GIVEN EXERCISE:
Please gather every line of the records below that contains the word "sleeve", and copy each such line in full.

□ □ □ □ □

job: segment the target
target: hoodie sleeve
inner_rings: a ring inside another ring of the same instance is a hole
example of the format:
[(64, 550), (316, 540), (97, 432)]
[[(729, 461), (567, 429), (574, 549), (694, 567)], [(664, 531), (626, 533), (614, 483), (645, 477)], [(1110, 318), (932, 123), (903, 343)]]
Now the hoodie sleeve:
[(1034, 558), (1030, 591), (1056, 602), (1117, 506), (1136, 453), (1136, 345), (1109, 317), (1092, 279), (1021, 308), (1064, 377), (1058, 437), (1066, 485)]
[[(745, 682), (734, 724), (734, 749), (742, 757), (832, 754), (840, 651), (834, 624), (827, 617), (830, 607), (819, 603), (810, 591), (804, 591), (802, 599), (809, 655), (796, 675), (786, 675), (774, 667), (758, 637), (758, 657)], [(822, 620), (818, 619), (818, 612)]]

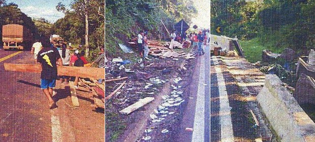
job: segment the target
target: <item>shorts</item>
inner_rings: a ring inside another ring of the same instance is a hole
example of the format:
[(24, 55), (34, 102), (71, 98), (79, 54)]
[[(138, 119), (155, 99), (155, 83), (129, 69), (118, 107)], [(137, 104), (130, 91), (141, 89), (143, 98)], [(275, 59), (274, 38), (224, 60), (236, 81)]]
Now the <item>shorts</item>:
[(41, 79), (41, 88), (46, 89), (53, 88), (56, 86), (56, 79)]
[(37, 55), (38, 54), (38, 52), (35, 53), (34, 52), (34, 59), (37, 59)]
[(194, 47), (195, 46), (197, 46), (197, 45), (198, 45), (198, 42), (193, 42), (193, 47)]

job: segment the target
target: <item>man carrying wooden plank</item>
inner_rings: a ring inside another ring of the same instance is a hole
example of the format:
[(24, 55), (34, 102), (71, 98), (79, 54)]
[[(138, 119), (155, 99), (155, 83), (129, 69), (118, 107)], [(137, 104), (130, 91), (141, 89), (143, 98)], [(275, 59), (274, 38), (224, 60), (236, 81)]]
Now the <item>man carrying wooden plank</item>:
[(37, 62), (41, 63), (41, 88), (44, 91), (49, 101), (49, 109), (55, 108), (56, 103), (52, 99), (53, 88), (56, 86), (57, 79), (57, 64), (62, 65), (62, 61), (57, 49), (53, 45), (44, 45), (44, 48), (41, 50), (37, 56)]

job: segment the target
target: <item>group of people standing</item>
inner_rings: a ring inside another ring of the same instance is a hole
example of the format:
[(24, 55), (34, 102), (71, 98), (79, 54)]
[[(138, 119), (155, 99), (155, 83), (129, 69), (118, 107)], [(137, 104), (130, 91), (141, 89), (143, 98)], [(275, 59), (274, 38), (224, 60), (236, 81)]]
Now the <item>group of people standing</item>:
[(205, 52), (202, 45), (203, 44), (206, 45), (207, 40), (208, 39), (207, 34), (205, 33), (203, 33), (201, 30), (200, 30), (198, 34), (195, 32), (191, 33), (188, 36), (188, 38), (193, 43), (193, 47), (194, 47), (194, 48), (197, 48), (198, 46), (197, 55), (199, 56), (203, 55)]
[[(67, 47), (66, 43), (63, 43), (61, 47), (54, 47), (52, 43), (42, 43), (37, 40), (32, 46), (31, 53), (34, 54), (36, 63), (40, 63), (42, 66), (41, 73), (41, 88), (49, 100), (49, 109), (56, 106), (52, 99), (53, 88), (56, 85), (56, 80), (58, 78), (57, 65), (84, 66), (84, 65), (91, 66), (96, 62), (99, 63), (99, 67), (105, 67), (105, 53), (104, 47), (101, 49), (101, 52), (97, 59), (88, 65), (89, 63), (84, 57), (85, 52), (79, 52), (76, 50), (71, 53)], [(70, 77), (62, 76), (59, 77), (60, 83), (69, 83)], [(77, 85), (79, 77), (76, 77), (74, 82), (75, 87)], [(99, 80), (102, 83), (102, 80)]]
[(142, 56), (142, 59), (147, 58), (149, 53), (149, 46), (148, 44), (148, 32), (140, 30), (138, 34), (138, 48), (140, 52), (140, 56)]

□ □ □ □ □

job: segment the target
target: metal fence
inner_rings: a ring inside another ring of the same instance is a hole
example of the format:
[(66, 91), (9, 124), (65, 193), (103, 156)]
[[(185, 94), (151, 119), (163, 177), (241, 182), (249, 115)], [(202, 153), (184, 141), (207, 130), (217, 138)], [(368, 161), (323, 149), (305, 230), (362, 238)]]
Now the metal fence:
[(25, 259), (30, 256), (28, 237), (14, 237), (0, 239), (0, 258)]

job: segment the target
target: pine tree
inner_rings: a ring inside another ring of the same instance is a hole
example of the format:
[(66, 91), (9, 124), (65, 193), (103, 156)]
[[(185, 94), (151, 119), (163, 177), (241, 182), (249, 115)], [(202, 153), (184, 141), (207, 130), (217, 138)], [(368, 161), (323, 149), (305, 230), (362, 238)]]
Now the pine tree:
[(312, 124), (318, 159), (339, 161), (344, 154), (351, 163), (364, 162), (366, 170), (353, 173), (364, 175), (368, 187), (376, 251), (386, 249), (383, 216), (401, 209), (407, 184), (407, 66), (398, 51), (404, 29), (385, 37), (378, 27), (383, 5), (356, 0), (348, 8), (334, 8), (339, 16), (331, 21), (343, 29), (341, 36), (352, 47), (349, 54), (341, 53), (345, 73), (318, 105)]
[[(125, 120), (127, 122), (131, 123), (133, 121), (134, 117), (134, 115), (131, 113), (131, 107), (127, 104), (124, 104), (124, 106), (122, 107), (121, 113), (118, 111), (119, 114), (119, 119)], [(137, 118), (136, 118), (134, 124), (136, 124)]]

□ □ □ □ □

THE COMPLETED TASK:
target: hoodie sleeve
Now the hoodie sleeve:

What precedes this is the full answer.